EXCERPT PROVIDED:

== Segment start ==

Also, just wanted to toss out a quick hello to let you know what Tread Lightly! has been up to recently, and where we're headed...

Past Events:
Phoenix International Sportsmens Expo - Phoenix, AZ
Salt Lake City International Sportsmens Expo - Salt Lake City, UT
Scouting University - Greenville, NC

Upcoming Events:
Denver St. Patricks Day Parade (Guest appearance by LightFoot, with Stay The Trail) - March 17 in Denver, CO
National OHV Safety and Education Conference - March 26 and 27 in Sacramento, CA
Easter Jeep Safari - April 4 to 8 in Moab, UT
Stewardship Day @ The Capital - April 19 in Denver, CO
Scout-O-Rama - May 5 in Salt Lake City, UT
Overland Expo - May 18 to 20 in Flagstaff, AZ

We are scheduling Tread Trainer and Master Trainer courses coming up, so if your organization, club, business, school, or agency is interested in hosting a course, please visit our Tread Trainer page: Tread Lightly - Tread Trainer

Stewardship Grants application deadline has been extended back to April 1, so if your member club is interested in some money for projects, please visit the page here for details: Tread Lightly - Stewardship Grants

We've also recently added a $60 dollar, three year option for our members, and with over 90% of your donation going directly towards our education, outreach, and stewardship programs your contributions are being put to good use!

Tread Lightly! leads a national effort to protect recreation access by promoting ethics education and stewardship programs nationwide.
Get involved, and Do your part to support responsible enjoyment of America's lands and waterways.

And in case spring comes in like a lion and keeps you off the trail, entertain and educate yourself for an hour or so by taking our online awareness course!


----------



## HypNoTic (Jan 30, 2007)

And how is it different of Leave No Traces and similar programs?


----------



## Tread Lightly! (Oct 19, 2011)

In basic purpose... Not at all different from LNT. In fact, we work fairly closely with LNT.

However, we cater to a much larger bandwidth of recreation activities, including mountain biking specifically
Tread Lightly - Responsible Mountain Bike Riding

We also have our stewardship programs, including grants for member clubs and 3-year individual members. These $500 grants can help support volunteers or buy materials and tools for trail projects.


----------



## Tread Lightly! (Oct 19, 2011)

Well... if it just hasn't been a busy couple of months.

== Segment end ==

GIVEN ENTRIES:

== Segment start ==

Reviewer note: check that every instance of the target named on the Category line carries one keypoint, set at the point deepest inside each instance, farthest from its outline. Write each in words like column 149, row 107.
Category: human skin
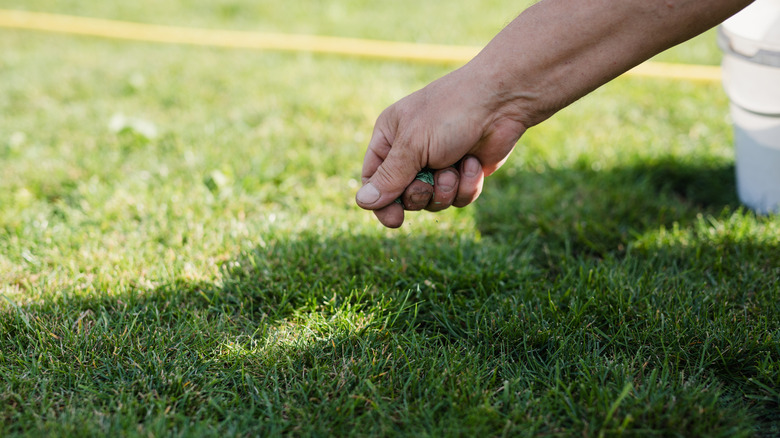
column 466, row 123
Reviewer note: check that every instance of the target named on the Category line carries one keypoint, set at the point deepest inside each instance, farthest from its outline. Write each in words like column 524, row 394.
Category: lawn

== Segment end ==
== Segment start ==

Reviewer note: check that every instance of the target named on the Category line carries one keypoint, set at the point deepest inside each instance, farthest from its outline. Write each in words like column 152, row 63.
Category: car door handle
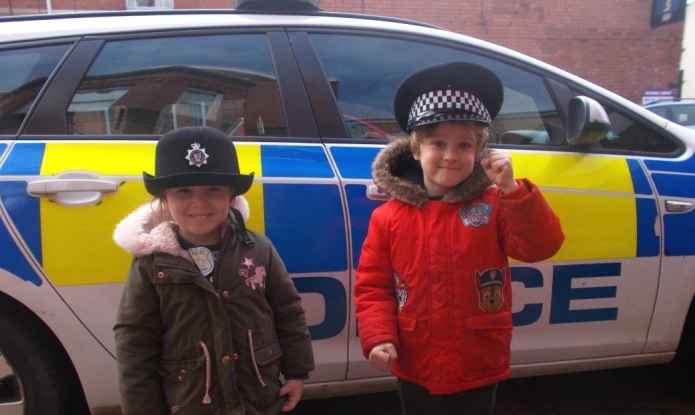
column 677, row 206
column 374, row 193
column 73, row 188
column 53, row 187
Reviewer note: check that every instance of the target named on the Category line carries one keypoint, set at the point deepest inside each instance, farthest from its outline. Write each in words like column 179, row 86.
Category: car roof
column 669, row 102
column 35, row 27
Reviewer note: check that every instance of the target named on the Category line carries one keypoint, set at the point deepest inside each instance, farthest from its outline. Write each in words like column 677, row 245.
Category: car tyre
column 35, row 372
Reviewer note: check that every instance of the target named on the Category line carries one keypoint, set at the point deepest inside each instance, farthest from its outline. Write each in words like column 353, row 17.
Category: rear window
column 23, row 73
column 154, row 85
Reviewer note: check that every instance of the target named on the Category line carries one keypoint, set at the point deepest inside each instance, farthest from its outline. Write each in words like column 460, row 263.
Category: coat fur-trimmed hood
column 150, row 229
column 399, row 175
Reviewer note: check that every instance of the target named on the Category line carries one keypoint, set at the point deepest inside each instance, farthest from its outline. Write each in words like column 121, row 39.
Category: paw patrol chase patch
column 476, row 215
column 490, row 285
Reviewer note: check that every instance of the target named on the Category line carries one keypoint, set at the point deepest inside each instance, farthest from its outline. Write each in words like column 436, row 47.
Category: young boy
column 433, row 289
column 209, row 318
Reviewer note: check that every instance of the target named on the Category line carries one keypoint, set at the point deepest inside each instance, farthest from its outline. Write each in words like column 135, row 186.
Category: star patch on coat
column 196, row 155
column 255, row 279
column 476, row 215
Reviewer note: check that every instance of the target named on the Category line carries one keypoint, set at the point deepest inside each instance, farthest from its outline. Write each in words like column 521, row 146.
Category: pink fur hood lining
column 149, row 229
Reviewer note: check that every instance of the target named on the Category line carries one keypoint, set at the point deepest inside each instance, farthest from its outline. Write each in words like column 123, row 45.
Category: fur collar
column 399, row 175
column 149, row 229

== Segment end ==

PROBLEM 1: According to the Tread Lightly! thread, why are members' contributions being put to good use? Answer in one to three sentences.
PROBLEM 2: Set down the portion of the Tread Lightly! thread from "However, we cater" up to and including "couple of months.", word for word.
The items above have no connection to the Tread Lightly! thread.

TASK OUTPUT 1: Members' contributions are being put to good use because over 90% of each donation goes directly toward Tread Lightly!'s education, outreach, and stewardship programs.

TASK OUTPUT 2:
However, we cater to a much larger bandwidth of recreation activities, including mountain biking specifically
Tread Lightly - Responsible Mountain Bike Riding

We also have our stewardship programs, including grants for member clubs and 3-year individual members. These $500 grants can help support volunteers or buy materials and tools for trail projects.


----------



## Tread Lightly! (Oct 19, 2011)

Well... if it just hasn't been a busy couple of months.